● **EXERCISE DIRECTIONS**:
Filter the entries and keep only the lines where the string "Write" appears.

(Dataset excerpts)
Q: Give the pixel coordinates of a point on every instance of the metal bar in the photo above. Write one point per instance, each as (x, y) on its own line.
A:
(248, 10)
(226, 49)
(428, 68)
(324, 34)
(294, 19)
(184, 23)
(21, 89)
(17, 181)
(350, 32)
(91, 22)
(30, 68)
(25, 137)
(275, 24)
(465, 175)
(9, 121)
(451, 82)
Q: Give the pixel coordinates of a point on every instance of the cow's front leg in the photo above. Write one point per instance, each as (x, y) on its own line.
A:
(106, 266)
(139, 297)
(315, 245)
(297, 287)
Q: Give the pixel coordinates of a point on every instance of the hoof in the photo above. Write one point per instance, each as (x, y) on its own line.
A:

● **EXERCISE SOLUTION**:
Q: Give the pixel coordinates of a point on every instance of the metal bar in the photo above. Write one point per instance, each as (x, y) on its own line.
Q: Give the pixel coordinates of a point on every instance of the cow's front leg in the photo above. Write one point per instance, each as (x, y) on its own line.
Q: Give the pixel coordinates of a point on every instance of the hoof in the photo above. Write one point per instance, each as (x, y) on its own line.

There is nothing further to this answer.